[Opening DATASET CONTENT section]

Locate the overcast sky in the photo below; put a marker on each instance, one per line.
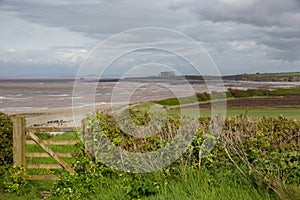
(53, 37)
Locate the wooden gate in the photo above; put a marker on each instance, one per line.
(23, 136)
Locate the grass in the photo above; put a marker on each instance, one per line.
(197, 184)
(291, 113)
(276, 74)
(230, 94)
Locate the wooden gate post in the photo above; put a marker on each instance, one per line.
(19, 140)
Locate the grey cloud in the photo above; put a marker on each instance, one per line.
(257, 12)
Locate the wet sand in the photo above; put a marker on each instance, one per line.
(49, 102)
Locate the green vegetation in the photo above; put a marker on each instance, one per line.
(6, 145)
(290, 113)
(231, 94)
(283, 74)
(252, 159)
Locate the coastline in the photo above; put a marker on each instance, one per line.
(56, 116)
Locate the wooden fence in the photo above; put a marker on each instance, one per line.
(23, 135)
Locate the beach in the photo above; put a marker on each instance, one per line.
(51, 102)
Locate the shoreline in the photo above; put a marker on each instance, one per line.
(56, 116)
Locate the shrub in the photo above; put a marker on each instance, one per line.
(15, 179)
(6, 140)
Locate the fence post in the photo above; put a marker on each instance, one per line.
(84, 132)
(19, 140)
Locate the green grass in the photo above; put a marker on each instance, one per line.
(197, 184)
(207, 185)
(291, 113)
(276, 74)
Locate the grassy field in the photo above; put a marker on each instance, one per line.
(291, 113)
(218, 176)
(276, 74)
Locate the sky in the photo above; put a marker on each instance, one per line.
(50, 38)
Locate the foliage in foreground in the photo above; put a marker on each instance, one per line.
(253, 159)
(258, 159)
(6, 137)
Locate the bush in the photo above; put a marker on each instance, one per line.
(265, 151)
(15, 179)
(6, 140)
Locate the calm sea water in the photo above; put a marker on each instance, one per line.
(19, 95)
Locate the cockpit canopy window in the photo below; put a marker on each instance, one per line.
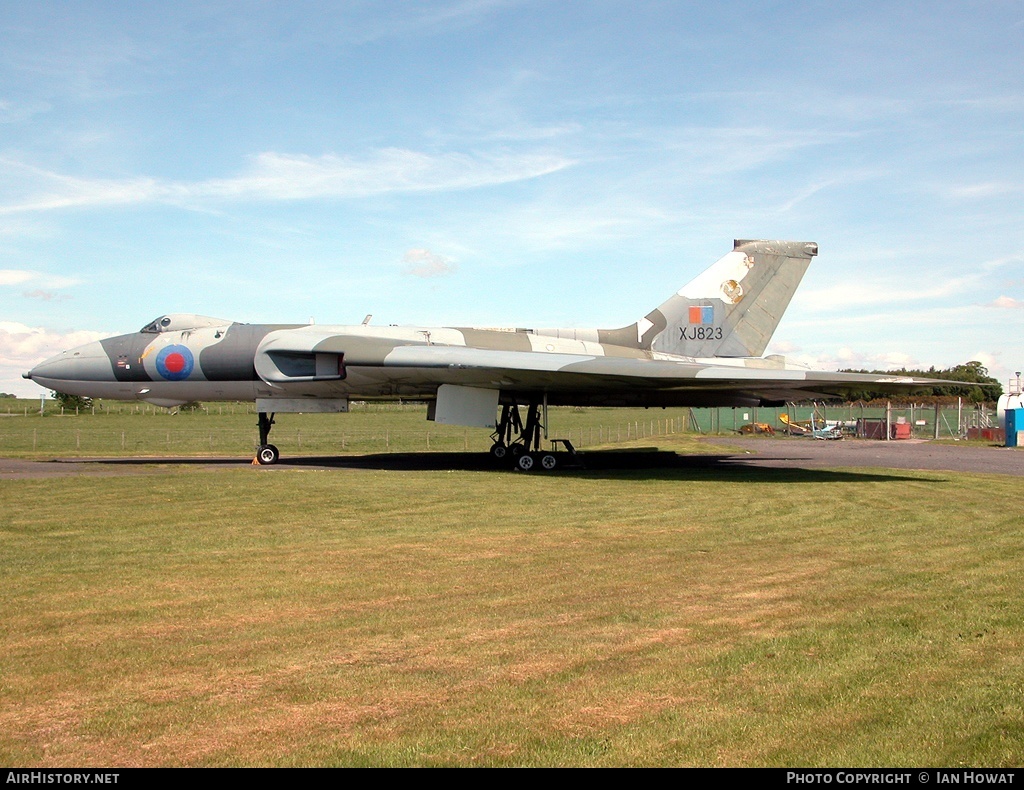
(177, 322)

[Closing DATASET CONTENT section]

*WHAT YOU HAVE TO DO*. Retype the lines exactly. Begin at the one that holds "Locate the shoreline", stop at the last line of the entries above, and drop the pictures.

*EXERCISE OUTPUT*.
Locate the shoreline in the photo above; put a marker on each instance, one per line.
(56, 116)
Locate the shrub in the photo above; put a marker on each instance, one per line.
(15, 179)
(6, 140)
Locate the fence post in the photo above; put a marker on each instance, one per line.
(84, 132)
(19, 140)
Locate the green grass in the photo above; put a marker on each instance, one per line.
(197, 184)
(207, 185)
(291, 113)
(276, 74)
Locate the grassy field in the photo above; put a marker on each instance, one per line.
(291, 113)
(218, 176)
(276, 74)
Locate the sky in the photo above; put a marker on each instance, one per line.
(50, 38)
Locate the foliage in foreground in the photo above; put a marker on each instance, one per line.
(253, 159)
(258, 159)
(6, 137)
Locate the bush in the photo above; put a marker on each instance, one per line.
(265, 151)
(15, 179)
(6, 140)
Locate the calm sea water in the photo above; put a marker on each instance, one per line.
(19, 95)
Locate the cockpit canopy window in the photo below; put a marker on each instance, one per line.
(177, 322)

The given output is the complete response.